## Selected text
=== Begin Enclosure ===
When CD34 expression is used as a selectable marker for enrichment of TCR transduced T cells there is no selective pressure to generate cells positive for one transgene but not the other. More importantly, even when such cells arise that will not constitute a major problem. The application of CD34 as an independent selectable marker rather than as part of a fusion protein also allows enrichment for a much wider range of transgenes, including cell surface receptors.

Since the endogenous and exogenous TCRs compete for expression, it is crucial to promote cell surface expression, pairing, and function of introduced TCRs [31]. Compared to codon optimization [32], addition of cysteines in the constant regions of TCRs [33, 34], introduction of mouse constant TCR regions [35] and modification of N-glycosylation sites [36] the CD34t-based selection technology is more generally applicable as any human TCR can be easily cloned into the RV developed through the use of a conserved StuI restriction site in the constant region of human TCR β-chains (Fig. 1b). Notably, the CD34t selection system also allows for concomitant employment of other strategies and its combination with codon optimization, introduction of cysteines and modification of N-glycosylation sites are warranted in future studies.

The use of vectors co-delivering CD34t and TCRs also enable improved immune monitoring. Since CD34 is not expressed by untransduced T cells, it is possible to trace genetically altered T cells from human and animal tissues based on their CD34t expression. Although, persistence of infused T cells previously have been traced in peripheral blood samples by TCR specific PCR [37] there is a huge advantage to instead apply cell surface expression of CD34t to visualize these cells in patient samples. It will allow more accurate quantification, enable in situ immunohistochemistry and immediate functional evaluation and isolation of viable effector cells ex vivo. This additional benefit of the CD34t enrichment technology will likely enhance our ability to understand the factors that govern localization, persistence, and function of adoptively transferred T cells.
=== End Enclosure ===
## Given records
=== Begin Enclosure ===
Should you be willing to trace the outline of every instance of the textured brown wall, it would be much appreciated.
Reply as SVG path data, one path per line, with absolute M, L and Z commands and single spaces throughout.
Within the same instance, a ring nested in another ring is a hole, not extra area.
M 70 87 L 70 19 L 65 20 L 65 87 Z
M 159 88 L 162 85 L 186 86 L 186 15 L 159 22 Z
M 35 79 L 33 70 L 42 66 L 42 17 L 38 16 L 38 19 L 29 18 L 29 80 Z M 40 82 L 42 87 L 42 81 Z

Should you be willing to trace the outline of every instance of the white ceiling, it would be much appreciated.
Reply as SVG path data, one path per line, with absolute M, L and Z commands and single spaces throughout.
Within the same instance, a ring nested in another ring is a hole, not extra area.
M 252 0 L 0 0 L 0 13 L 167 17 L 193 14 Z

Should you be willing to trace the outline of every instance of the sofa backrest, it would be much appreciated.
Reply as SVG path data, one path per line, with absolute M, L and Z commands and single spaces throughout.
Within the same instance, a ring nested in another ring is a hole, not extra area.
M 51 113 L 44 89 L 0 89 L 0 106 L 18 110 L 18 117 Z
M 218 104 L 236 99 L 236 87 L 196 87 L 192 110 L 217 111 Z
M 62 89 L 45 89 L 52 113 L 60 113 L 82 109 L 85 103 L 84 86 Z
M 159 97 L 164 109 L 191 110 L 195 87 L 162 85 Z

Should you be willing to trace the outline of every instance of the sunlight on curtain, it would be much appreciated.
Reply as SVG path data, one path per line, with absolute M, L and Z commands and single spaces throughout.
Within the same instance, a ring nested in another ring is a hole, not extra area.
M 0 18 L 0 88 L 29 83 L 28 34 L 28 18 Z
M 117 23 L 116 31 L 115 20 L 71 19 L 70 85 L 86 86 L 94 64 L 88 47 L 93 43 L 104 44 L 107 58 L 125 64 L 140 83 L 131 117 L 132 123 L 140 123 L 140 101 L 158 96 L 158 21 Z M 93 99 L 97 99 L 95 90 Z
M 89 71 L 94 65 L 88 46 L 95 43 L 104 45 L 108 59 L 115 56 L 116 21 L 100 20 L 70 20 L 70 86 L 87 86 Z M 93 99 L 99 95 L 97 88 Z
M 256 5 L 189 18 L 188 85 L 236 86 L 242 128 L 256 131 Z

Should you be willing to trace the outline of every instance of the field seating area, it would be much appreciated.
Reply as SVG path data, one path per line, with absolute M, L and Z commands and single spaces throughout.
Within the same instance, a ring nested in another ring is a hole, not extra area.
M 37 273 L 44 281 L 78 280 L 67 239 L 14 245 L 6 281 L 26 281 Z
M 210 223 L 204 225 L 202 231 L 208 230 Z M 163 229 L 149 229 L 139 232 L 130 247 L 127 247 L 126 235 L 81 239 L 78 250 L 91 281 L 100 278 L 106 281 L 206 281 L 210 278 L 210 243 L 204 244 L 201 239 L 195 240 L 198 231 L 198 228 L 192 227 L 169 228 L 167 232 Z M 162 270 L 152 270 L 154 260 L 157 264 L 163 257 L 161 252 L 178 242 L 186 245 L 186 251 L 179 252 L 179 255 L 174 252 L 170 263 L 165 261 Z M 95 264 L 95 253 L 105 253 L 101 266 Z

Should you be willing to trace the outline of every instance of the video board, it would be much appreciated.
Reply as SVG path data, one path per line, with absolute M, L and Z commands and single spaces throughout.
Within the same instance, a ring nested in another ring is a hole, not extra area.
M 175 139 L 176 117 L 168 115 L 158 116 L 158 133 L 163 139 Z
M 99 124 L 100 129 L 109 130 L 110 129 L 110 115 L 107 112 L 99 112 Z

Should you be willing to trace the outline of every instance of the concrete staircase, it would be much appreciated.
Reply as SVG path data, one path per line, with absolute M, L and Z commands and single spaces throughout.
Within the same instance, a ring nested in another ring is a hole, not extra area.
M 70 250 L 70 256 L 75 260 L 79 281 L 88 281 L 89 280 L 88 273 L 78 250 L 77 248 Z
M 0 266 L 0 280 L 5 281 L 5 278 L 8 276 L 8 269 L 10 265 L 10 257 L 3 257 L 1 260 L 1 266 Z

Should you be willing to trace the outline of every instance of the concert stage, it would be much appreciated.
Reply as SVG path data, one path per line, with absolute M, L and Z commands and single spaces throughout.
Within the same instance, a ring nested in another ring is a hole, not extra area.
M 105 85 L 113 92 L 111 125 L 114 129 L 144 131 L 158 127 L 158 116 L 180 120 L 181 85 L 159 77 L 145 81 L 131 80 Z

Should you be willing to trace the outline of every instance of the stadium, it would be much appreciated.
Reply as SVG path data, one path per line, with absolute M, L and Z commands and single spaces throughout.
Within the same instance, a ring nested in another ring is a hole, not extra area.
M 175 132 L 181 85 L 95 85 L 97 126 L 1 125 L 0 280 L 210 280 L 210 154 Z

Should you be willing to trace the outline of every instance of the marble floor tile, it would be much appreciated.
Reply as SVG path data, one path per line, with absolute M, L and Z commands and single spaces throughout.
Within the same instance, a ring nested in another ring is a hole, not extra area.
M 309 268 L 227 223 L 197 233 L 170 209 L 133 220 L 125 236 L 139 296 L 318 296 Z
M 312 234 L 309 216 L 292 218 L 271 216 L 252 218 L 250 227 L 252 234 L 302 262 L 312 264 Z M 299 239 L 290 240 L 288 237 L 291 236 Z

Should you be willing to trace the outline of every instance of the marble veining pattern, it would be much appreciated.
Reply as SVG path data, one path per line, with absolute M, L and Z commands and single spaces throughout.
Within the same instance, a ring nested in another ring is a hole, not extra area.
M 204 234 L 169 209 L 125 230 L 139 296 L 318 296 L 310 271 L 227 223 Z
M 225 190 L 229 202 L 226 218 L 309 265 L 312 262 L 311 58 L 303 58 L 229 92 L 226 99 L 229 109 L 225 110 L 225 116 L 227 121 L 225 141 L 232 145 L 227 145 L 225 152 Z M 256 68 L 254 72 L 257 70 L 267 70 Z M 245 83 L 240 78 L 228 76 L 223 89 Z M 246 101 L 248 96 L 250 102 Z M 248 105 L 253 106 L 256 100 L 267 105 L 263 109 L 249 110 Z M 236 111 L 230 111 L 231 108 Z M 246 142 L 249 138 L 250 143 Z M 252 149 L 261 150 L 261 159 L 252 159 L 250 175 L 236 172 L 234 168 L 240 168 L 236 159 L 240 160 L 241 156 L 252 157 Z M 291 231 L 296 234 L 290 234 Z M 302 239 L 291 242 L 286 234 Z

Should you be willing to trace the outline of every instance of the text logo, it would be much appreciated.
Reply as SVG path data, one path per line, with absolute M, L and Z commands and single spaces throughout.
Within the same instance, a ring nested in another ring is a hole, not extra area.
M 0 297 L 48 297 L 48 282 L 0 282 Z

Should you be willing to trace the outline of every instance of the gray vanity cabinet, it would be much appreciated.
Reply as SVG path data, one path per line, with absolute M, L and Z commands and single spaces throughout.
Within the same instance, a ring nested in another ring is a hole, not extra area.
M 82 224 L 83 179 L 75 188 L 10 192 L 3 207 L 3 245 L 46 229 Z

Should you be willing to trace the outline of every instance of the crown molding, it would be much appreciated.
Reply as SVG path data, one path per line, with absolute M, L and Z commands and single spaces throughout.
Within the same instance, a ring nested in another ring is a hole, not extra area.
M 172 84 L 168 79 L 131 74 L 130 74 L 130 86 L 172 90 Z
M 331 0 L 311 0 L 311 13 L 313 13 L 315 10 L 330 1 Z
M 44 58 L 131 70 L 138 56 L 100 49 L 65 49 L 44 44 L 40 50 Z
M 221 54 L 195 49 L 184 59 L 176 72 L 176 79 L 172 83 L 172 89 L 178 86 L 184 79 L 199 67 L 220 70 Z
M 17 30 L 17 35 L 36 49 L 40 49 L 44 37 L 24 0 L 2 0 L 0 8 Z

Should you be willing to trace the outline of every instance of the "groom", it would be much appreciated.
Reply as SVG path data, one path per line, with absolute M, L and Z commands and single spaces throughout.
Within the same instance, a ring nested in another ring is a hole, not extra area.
=== End Enclosure ===
## Task to complete
Render this sentence from the passage on CD34t selection in Spanish: "Since CD34 is not expressed by untransduced T cells, it is possible to trace genetically altered T cells from human and animal tissues based on their CD34t expression."

## Exercise solution
Dado que las células T no transducidas no expresan CD34, es posible rastrear las células T modificadas genéticamente en tejidos humanos y animales a partir de su expresión de CD34t.